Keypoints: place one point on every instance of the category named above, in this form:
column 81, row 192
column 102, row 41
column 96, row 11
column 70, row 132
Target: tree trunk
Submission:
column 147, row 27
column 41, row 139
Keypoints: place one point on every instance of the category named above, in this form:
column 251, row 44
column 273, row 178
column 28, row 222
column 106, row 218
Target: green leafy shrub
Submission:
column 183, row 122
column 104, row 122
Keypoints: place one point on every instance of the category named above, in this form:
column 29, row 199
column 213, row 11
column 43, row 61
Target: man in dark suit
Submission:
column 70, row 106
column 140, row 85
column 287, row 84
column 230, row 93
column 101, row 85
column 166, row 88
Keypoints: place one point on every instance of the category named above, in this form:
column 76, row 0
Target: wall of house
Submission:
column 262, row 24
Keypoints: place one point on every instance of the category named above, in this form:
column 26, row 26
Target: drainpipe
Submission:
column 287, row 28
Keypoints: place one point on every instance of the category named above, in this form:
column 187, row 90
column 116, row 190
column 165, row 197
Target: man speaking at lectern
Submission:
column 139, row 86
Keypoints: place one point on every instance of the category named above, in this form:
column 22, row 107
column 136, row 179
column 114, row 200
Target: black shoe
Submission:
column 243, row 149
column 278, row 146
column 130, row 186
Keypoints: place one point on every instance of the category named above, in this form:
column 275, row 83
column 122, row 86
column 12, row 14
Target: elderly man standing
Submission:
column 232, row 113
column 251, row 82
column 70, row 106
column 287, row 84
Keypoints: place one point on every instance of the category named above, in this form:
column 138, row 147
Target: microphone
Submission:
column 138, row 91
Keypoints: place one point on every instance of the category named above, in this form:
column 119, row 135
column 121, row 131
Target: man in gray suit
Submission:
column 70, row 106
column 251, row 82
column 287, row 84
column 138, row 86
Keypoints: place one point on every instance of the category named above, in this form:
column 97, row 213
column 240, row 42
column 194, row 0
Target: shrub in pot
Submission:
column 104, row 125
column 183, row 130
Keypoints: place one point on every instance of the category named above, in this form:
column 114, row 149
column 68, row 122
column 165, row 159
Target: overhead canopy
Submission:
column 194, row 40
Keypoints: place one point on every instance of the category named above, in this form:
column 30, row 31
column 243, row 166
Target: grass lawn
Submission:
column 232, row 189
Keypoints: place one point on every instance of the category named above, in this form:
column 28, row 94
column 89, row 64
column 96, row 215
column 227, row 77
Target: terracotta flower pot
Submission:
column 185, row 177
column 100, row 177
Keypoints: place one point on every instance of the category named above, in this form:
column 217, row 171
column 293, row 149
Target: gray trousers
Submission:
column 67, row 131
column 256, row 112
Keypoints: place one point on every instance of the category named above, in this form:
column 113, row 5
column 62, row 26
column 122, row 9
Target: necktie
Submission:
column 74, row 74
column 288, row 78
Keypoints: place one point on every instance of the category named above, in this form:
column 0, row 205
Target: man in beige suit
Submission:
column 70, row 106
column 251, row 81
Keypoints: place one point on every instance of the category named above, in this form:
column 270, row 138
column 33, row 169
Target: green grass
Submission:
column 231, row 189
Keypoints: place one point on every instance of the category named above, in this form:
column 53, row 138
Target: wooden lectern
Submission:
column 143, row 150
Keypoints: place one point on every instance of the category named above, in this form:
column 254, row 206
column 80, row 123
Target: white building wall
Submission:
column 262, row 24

**TASK:** The data above must be returned in full, exactly as written.

**WRITTEN RESPONSE:**
Keypoints: place one point on every instance of the category named above, in this form:
column 81, row 192
column 102, row 41
column 96, row 11
column 70, row 132
Target: tree trunk
Submission:
column 147, row 27
column 41, row 139
Keypoints: place one point on every instance of the category named above, in this form:
column 251, row 44
column 273, row 178
column 28, row 222
column 106, row 218
Target: green leafy shrub
Submission:
column 183, row 122
column 104, row 122
Keypoints: place one point on every instance of the category named above, in this form:
column 29, row 199
column 213, row 11
column 43, row 61
Target: man in dark suit
Submission:
column 70, row 106
column 140, row 85
column 287, row 84
column 230, row 93
column 101, row 85
column 166, row 88
Keypoints: place one point on every instance of the category named above, in this form:
column 76, row 0
Target: wall of house
Submission:
column 262, row 24
Keypoints: place one point on every instance of the category named above, in this form:
column 26, row 26
Target: drainpipe
Submission:
column 287, row 28
Keypoints: place one point on every instance of the category named above, in this form:
column 187, row 90
column 116, row 190
column 165, row 197
Target: man speaking at lectern
Submission:
column 139, row 86
Keypoints: place one point on every instance of the category named above, in this form:
column 22, row 107
column 136, row 179
column 114, row 200
Target: black shoe
Submission:
column 243, row 149
column 278, row 146
column 130, row 186
Keypoints: place one point on every instance of the category named above, in this form:
column 275, row 83
column 122, row 86
column 12, row 14
Target: elderly man standing
Submission:
column 232, row 113
column 251, row 82
column 70, row 106
column 287, row 84
Keypoints: place one point on every instance of the category named above, in this form:
column 138, row 147
Target: microphone
Submission:
column 138, row 91
Keypoints: place one point on every instance of the category named above, in this form:
column 119, row 135
column 121, row 131
Target: man in gray suit
Submission:
column 70, row 106
column 251, row 82
column 287, row 84
column 138, row 86
Keypoints: place one point on every instance of the category named above, in this form:
column 97, row 213
column 240, row 42
column 194, row 0
Target: shrub in pot
Submission:
column 104, row 125
column 183, row 130
Keypoints: place one point on every instance of the category named above, in this form:
column 114, row 149
column 68, row 122
column 165, row 159
Target: overhead canopy
Submission:
column 194, row 40
Keypoints: place one point on every instance of the category named above, in this form:
column 30, row 31
column 243, row 166
Target: grass lawn
Submission:
column 232, row 189
Keypoints: place one point on every instance of the category named above, in this form:
column 28, row 94
column 89, row 64
column 96, row 215
column 227, row 77
Target: terracotta flower pot
Submission:
column 185, row 177
column 100, row 177
Keypoints: place one point on every instance of the category named above, in this form:
column 217, row 171
column 293, row 149
Target: gray trousers
Submission:
column 67, row 131
column 256, row 112
Keypoints: place one point on every instance of the category named above, in this form:
column 113, row 5
column 62, row 26
column 122, row 9
Target: necktie
Submission:
column 74, row 74
column 288, row 78
Keypoints: place one point on every instance of the category named above, in this form:
column 0, row 205
Target: man in beige suit
Submission:
column 70, row 106
column 251, row 81
Keypoints: place one point on every instance of the category named above, in this form:
column 270, row 138
column 33, row 169
Target: green grass
Submission:
column 231, row 189
Keypoints: place one point on every instance of the category named above, in this form:
column 53, row 138
Target: wooden lectern
Submission:
column 143, row 150
Keypoints: place one point on every instance of the category named above, in this form:
column 254, row 206
column 80, row 123
Target: white building wall
Submission:
column 262, row 24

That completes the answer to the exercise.